====== DATA SECTION

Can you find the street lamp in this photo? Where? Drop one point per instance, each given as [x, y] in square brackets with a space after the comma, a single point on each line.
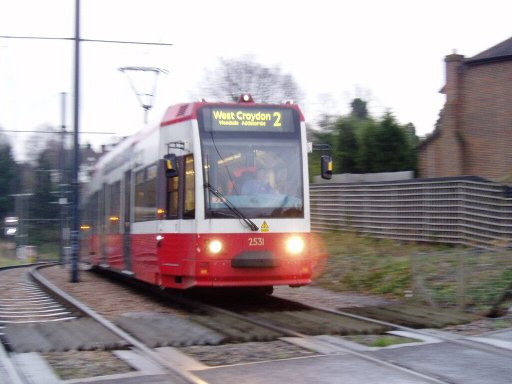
[143, 82]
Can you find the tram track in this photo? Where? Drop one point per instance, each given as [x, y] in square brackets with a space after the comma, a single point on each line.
[260, 318]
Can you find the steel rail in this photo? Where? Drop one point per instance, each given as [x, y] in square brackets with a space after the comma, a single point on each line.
[137, 345]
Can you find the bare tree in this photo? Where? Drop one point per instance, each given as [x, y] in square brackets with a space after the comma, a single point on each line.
[233, 77]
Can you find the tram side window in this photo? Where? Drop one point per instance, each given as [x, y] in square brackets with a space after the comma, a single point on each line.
[189, 206]
[173, 187]
[145, 194]
[113, 222]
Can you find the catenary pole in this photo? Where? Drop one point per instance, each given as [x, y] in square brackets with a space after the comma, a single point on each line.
[62, 179]
[75, 228]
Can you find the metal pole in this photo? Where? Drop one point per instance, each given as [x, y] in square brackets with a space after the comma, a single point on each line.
[75, 228]
[62, 200]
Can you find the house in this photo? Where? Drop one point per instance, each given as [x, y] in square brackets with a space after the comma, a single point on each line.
[474, 133]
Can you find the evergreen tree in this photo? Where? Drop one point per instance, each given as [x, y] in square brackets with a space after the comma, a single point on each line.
[347, 146]
[367, 148]
[393, 150]
[9, 180]
[43, 202]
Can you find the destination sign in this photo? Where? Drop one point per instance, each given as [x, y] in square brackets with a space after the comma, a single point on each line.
[249, 119]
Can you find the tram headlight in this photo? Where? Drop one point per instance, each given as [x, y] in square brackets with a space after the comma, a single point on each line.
[215, 246]
[295, 245]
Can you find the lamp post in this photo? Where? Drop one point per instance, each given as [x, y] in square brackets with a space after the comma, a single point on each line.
[143, 82]
[75, 226]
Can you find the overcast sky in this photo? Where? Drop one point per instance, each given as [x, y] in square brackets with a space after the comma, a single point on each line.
[390, 53]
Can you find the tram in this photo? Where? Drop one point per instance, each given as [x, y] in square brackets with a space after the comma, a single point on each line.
[216, 195]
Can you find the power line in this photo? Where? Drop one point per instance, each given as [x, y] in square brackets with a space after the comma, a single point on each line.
[84, 40]
[57, 132]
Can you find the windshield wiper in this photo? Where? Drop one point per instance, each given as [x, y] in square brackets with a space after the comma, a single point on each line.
[228, 204]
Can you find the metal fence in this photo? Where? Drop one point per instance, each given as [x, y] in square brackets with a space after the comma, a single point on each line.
[466, 210]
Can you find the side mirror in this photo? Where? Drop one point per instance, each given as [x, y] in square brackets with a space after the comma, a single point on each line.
[326, 166]
[171, 168]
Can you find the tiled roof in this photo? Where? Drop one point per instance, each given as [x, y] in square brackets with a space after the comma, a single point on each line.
[501, 51]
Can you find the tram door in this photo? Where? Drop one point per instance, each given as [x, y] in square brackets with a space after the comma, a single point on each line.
[127, 220]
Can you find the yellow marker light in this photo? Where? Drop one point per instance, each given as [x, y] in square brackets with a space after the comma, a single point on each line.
[295, 245]
[215, 246]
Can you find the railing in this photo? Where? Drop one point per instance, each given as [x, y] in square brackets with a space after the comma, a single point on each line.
[465, 210]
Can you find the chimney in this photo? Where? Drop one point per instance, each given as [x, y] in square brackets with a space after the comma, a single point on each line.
[453, 72]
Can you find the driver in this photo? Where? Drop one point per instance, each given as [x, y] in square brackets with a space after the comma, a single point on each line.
[258, 184]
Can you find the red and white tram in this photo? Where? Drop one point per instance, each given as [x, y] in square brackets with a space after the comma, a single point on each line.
[215, 196]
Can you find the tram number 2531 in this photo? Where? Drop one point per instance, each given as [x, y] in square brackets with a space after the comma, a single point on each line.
[256, 241]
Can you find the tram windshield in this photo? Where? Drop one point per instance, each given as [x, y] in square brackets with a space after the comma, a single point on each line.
[258, 170]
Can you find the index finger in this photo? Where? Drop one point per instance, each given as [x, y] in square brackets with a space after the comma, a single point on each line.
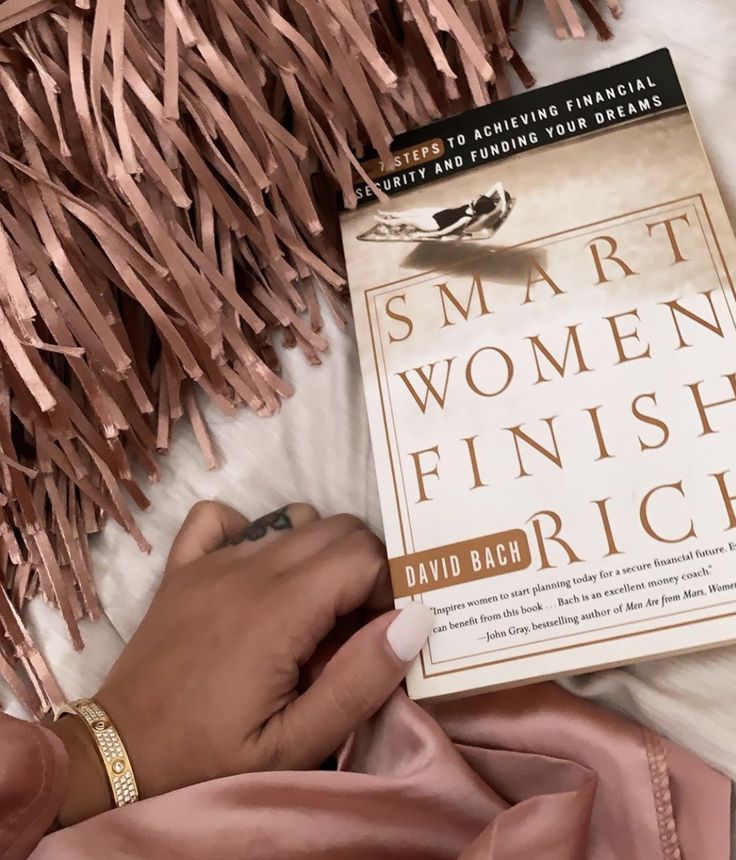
[346, 575]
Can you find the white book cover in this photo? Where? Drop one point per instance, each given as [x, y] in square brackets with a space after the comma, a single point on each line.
[546, 318]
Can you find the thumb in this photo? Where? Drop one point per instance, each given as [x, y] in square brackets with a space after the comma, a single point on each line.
[352, 687]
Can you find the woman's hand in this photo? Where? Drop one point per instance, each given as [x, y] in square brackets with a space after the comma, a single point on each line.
[239, 664]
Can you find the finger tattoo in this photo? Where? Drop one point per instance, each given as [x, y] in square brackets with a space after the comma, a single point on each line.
[277, 521]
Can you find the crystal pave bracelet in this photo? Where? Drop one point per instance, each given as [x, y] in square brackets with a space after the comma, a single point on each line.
[110, 747]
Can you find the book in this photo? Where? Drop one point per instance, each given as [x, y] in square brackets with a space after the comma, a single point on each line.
[546, 319]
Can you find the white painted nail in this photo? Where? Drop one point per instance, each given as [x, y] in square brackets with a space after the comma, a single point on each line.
[408, 632]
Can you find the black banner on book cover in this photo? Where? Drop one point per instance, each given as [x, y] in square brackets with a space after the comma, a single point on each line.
[583, 105]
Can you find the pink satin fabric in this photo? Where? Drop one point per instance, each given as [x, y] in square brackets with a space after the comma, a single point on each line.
[529, 774]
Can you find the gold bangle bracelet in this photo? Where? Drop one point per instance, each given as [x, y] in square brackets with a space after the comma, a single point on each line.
[109, 745]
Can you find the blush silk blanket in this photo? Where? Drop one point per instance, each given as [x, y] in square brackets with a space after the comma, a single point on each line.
[530, 774]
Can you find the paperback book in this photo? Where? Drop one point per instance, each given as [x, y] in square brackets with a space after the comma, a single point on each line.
[546, 320]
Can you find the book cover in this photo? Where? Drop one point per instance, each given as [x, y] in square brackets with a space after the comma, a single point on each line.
[546, 320]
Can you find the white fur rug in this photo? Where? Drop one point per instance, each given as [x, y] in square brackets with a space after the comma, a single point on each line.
[318, 448]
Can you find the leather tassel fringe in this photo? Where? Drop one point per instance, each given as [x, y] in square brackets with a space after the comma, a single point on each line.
[168, 184]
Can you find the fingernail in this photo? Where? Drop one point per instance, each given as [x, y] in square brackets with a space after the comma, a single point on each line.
[408, 632]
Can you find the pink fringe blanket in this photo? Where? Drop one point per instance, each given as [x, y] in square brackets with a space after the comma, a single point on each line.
[168, 185]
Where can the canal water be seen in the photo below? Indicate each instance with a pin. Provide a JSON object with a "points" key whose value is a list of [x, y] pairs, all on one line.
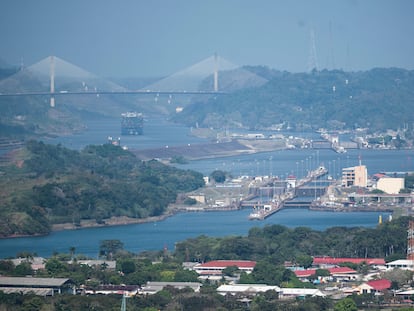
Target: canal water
{"points": [[158, 235]]}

============

ASSIGNED TASK.
Restate the entries verbatim and exclude any pictures.

RESPONSE TO THE EXERCISE.
Can you find the street lamp in this photo? Where? Drop one point per instance, each given as [x, y] in square brackets with a space after the comma, a single point on each line.
[143, 82]
Can you find the tram track in this photo? Where? Drop one point per instance, each given as [x, y] in square brackets with a space after the comma, a single point on each line.
[260, 318]
Can you find the steel rail in this photo? Where? Drop one point per instance, each given as [x, y] in square brackets with a space after the comma, a single point on each line.
[137, 345]
Can you find the bare tree in this photo? Where? Drop one point per instance, each given as [x, y] in square brackets with a space after the comma, a single point on each line.
[233, 77]
Can you find the tram side window in this photo? Where? Drop one point per instance, each given as [x, y] in square brackets with a space after the comma, a single point on each line.
[189, 206]
[173, 187]
[145, 194]
[113, 222]
Can you find the catenary pole in this photo? Where? Drop one point per instance, each given as [x, y] in square brackets with a space after the comma, a single point on each line.
[62, 179]
[75, 228]
Can you find the metal pole in this photo? Where? Drop one point per instance, each given as [x, y] in square brackets with a space after the comma, a single point on each line.
[75, 228]
[62, 200]
Can you find the house in this photo? Where? Drop one point per instance, each given as [x, y] in square brackets with a space after the comma, a single point on each line.
[474, 133]
Can you find the evergreen tree in this photo? Where? Drop one point per instance, each given as [x, y] in square brackets with a space after the comma, a single point on each line.
[347, 146]
[367, 148]
[393, 150]
[9, 180]
[43, 202]
Can you find the destination sign in this photo? Where? Drop one point per instance, each given as [x, y] in square brackets with a space after the comma, a single point on each line.
[249, 119]
Can you find the tram headlight in this photo? Where? Drop one point per instance, each given as [x, y] in square brackets with a space after the comma, a single point on each line.
[215, 246]
[295, 245]
Can you find the lamp post in this photo? Where? Drop one point per instance, each given as [x, y] in square brackets with a space after the comma, a single point on each line.
[143, 82]
[75, 226]
Can you find the overcast sky in this photo? Where? Drop one point per instance, each given as [x, y] in square brackets with a space after the comma, a single point on each line.
[390, 53]
Can you find the tram in this photo? Where? Drop one point per instance, each given as [x, y] in square brackets with a space after the comma, a single point on each line.
[216, 195]
Can you find the power line in this photo? Where? Drop one point per instance, each given as [x, y] in square brackets with a space after the comma, a single point on each line.
[84, 40]
[57, 132]
Can you find the windshield wiper in this photo? Where? Drop one point per instance, each given as [x, y] in square brackets with a space after the comma, a single point on each line.
[228, 204]
Can you find the metal fence in this photo? Where? Drop one point per instance, each given as [x, y] in square brackets with a space after the comma, a single point on each line.
[466, 210]
Can you find the side mirror in this photo? Where? Drop one point per instance, each given as [x, y] in square brackets with a space after the comma, a single point on each line.
[326, 166]
[171, 168]
Can you find the tiled roof in this photo? Where? Drop one point per instance, each given as [x, y] in square brackets with a space after the comma, a single point on each line.
[501, 51]
Can you find the tram door in this photo? Where? Drop one point per instance, each given as [x, y] in square brackets with a space after the comma, a single point on each line.
[127, 220]
Can you find the yellow marker light in this photo? Where? Drop one point per instance, each given as [x, y] in square brackets with a space after the comma, a single point on each line.
[295, 245]
[215, 246]
Can you find the railing in this photo? Where? Drop one point per instance, each given as [x, y] in square brackets with a space after the comma, a single point on each line.
[465, 210]
Can you find the chimney in this photo? Where? Drop one point per instance, each given as [x, y] in square brackets with a space after the comma, a single point on each line.
[453, 72]
Can you find the driver in this photo? Where? Drop one point per instance, each given as [x, y] in square brackets with a space after the comma, a single point on each line.
[258, 184]
Can you find the red and white tram in this photo? Where? Drop one point per instance, each given as [x, y] in square brackets with a space after the comma, a single point on each line.
[215, 196]
Can you find the tram number 2531 in this photo? Where? Drop one point per instance, each given as [x, y] in square brackets with a space after the comma, a single point on each line.
[256, 241]
Can you find the tram windshield in this photo? Where? Drop one point per instance, each given as [x, y] in square brackets with a space after the comma, a single point on each line.
[258, 170]
Can you find the index finger in this photo? Where? Drop one point per instance, each given as [x, y] in square brackets with a space after the comma, a single point on each line.
[346, 575]
Can you find the white book cover in this photo? Where? Drop one point per instance, each given as [x, y] in square brackets with a space after the comma, a single point on each line.
[546, 318]
Can you find the thumb in this photo? Where? Drop one point per instance, each given as [x, y] in square brackets with a space after the comma, a single point on each line.
[352, 687]
Can you find the woman's hand in this photo? Where? Drop one point per instance, each given as [x, y] in square brackets with a space after the comma, a single point on each line.
[239, 664]
Can you find the finger tattoo in this photo? Where? Drop one point per instance, each given as [x, y] in square brackets with a space after the comma, a single point on each line.
[277, 521]
Can you find the crystal pave bracelet in this photo? Where? Drop one point per instance, each given as [x, y] in square brackets with a space after the comma, a single point on each line.
[110, 747]
Can you find the book in this photo? Where? Drop one point per instance, each given as [x, y] in square brackets with a space after the comma, a single point on each line.
[546, 319]
Can you find the white painted nail in this photo? Where? Drop one point per instance, each given as [x, y] in square brackets with a space after the comma, a single point on each line.
[408, 632]
Can you find the black banner on book cover in this photo? Where? Drop one point per instance, each given as [x, y] in square brackets with a space after the comma, a single point on each line.
[583, 105]
Can you find the pink satin fabric in this photo? Where? Drop one point per instance, each given as [x, y] in square brackets with a space after the comma, a single point on each line.
[529, 774]
Can you find the gold bangle bracelet in this photo? Where? Drop one point per instance, each given as [x, y] in square brackets with a space after the comma, a single point on each line.
[109, 745]
Can you find the blush silk blanket in this photo? Where? Drop one point per instance, each given as [x, y] in square brackets with a space after the comma, a single point on each line.
[530, 774]
Can you find the paperback book in this photo? Where? Drop one point per instance, each given as [x, y] in square brackets with a space after the comma, a single point on each line.
[546, 320]
Can you find the book cover in this photo? Where? Drop one point per instance, each given as [x, y] in square brackets with a space after the comma, a single point on each line.
[546, 320]
Can you find the white fur rug in this photo? Where? Drop one point per instance, each given as [x, y] in square brackets with a space after the comma, a single point on each line.
[318, 448]
Can you find the leather tassel fringe in this photo? Where? Drop one point per instance, each given as [x, y] in square brackets with a space after the comma, a single point on each line.
[168, 184]
Can you find the fingernail in this photo? Where? Drop one point per instance, each given as [x, y] in square brackets with a space after the comma, a single point on each line.
[408, 632]
Can you find the pink fringe blanket in this photo? Where? Drop one point per instance, each given as [x, y] in square brackets with a space after the comma, a single point on each line.
[168, 185]
Where can the canal water be seen in the photo below? Indicate each instance with a pin. Provide a JSON object with a "points" key whose value is a list of [x, y] pairs, all on one line.
Target: canal water
{"points": [[158, 235]]}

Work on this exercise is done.